*Выбранный отрывок*:
На рубеже десятилетий взгляд Пришвина на природу зла (вспомним: «Надо знать время, когда зло является творческой силой») усложнился. Человек системного ума и большой любитель бинарных оппозиций, разбросанных по всему Дневнику, Пришвин различал теперь два вида зла: «бессильное нетворческое мелкое повседневное зло» и «большое творческое зло вроде государственности».[1013]

В начале 30-х, по мнению Пришвина, произошло то, чего никогда не было прежде в отношениях между художником и властью за всю историю России со времен Пушкина.

*Раздел данных*:
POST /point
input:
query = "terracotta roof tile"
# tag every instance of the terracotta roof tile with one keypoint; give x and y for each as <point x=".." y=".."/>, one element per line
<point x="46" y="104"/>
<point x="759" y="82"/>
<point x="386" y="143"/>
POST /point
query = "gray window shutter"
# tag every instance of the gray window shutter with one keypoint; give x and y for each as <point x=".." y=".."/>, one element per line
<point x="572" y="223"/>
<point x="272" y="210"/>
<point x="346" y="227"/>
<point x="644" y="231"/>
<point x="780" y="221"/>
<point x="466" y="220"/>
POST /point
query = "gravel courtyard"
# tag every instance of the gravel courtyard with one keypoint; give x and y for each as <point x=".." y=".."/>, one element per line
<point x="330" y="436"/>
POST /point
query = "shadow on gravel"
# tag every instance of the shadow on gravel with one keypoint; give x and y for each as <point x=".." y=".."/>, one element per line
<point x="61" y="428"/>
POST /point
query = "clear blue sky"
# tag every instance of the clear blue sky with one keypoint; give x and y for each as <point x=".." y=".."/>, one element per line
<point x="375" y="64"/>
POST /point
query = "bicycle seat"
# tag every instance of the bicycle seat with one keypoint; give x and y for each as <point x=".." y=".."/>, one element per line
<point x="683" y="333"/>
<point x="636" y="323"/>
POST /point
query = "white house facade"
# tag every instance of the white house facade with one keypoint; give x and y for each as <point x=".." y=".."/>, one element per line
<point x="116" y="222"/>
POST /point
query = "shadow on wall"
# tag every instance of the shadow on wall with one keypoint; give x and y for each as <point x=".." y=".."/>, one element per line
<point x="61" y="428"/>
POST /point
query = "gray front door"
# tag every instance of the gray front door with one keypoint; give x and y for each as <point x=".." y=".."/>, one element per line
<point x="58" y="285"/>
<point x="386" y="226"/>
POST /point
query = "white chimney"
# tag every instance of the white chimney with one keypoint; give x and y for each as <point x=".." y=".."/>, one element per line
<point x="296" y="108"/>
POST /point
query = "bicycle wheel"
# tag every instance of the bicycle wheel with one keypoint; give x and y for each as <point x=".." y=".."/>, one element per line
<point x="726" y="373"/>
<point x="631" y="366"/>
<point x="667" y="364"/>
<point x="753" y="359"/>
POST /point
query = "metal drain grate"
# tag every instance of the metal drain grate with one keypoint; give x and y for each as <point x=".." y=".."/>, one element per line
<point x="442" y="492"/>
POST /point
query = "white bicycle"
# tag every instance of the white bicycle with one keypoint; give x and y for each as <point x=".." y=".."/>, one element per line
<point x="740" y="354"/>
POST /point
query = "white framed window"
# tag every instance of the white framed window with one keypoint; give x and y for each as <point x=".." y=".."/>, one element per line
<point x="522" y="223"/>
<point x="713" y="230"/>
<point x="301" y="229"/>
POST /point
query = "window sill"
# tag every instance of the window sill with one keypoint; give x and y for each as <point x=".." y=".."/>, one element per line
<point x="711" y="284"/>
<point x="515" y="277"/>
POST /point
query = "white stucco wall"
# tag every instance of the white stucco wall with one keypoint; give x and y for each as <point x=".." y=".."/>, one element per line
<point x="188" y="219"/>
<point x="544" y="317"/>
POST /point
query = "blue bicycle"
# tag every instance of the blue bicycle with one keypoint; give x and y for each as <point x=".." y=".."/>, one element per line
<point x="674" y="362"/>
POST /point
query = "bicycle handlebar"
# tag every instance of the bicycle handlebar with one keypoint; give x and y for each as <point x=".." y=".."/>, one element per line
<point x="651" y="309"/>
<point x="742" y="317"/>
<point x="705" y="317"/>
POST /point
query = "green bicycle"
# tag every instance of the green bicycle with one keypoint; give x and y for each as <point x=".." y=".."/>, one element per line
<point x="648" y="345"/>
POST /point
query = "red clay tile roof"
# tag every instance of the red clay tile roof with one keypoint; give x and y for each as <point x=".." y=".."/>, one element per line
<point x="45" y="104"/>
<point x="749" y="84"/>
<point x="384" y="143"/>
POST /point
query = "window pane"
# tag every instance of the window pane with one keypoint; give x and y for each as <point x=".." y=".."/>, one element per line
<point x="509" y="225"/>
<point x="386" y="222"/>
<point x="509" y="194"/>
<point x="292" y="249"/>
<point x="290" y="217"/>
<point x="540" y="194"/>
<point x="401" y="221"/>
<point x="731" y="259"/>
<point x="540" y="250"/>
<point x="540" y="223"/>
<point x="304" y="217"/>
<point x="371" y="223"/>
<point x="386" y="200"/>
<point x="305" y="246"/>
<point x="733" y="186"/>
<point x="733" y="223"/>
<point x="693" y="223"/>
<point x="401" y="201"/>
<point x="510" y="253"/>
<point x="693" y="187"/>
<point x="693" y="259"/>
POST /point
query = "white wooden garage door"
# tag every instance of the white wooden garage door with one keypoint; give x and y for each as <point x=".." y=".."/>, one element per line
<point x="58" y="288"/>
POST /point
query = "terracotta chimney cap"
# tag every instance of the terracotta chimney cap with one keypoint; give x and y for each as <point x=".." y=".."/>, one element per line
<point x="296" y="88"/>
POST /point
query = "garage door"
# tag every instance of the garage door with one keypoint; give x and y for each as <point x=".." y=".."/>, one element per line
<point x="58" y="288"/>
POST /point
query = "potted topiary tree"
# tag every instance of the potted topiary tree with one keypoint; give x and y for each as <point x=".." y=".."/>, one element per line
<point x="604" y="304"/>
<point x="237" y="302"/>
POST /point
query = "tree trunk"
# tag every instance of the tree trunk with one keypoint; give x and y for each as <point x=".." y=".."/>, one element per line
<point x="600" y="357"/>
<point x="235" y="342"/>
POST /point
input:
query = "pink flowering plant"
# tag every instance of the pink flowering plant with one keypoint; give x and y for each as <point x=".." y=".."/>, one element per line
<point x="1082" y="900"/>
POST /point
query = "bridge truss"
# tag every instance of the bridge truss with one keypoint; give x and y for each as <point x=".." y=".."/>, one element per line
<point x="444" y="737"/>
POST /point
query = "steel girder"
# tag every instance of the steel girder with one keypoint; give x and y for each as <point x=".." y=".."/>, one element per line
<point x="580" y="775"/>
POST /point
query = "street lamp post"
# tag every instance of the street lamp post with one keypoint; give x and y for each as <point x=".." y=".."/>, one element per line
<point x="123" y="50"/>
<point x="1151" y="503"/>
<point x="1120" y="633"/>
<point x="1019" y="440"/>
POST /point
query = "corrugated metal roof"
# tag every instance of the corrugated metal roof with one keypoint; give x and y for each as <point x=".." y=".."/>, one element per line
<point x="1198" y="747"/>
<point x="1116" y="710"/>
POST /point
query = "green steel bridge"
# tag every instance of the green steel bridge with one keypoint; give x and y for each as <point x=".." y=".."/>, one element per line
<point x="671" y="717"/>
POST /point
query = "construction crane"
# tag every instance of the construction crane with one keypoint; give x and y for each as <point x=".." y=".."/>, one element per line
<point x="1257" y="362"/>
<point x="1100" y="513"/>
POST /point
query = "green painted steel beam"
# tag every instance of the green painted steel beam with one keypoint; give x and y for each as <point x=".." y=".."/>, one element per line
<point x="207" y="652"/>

*Список заданий*:
1. Перепишите из отрывка о Пришвине всё, что идёт от слов «На рубеже десятилетий» вниз до слов «со времен Пушкина.» включительно.
2. Продолжите отрывок о Пришвине, начав сразу после его последнего предложения.

*Ответы по номерам*:
1.
На рубеже десятилетий взгляд Пришвина на природу зла (вспомним: «Надо знать время, когда зло является творческой силой») усложнился. Человек системного ума и большой любитель бинарных оппозиций, разбросанных по всему Дневнику, Пришвин различал теперь два вида зла: «бессильное нетворческое мелкое повседневное зло» и «большое творческое зло вроде государственности».[1013]

В начале 30-х, по мнению Пришвина, произошло то, чего никогда не было прежде в отношениях между художником и властью за всю историю России со времен Пушкина.

2.
«Весь наш писательский разлом и состоит в том, что принудительная сила государства распространилась теперь и на искусство, и на работников. До сих пор все художники были как бы вольноотпущенниками государства, и им предоставилось свободное самоопределение, иллюзия, по-видимому, необходимая для художественного творчества. И, поскольку государство теперь лишает его грамоты вольности, он является естественным врагом государства. Путь политического деятеля становится прямо противоположным пути художника, и требовать от художника политической деятельности и наоборот – от политика искусства – все равно что устроить заворот в кишках».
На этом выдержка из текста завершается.